** Work instruction **
All lines from the one including "mark a point" to the bottom of the entries below should be repeated exactly, both ends kept.

· · · · · · ·

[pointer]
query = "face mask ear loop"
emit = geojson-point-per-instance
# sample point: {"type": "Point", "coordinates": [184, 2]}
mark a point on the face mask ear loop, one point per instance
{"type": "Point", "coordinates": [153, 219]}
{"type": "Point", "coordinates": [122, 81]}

· · · · · · ·

** Answer for the task **
mark a point on the face mask ear loop, one point per instance
{"type": "Point", "coordinates": [153, 219]}
{"type": "Point", "coordinates": [122, 81]}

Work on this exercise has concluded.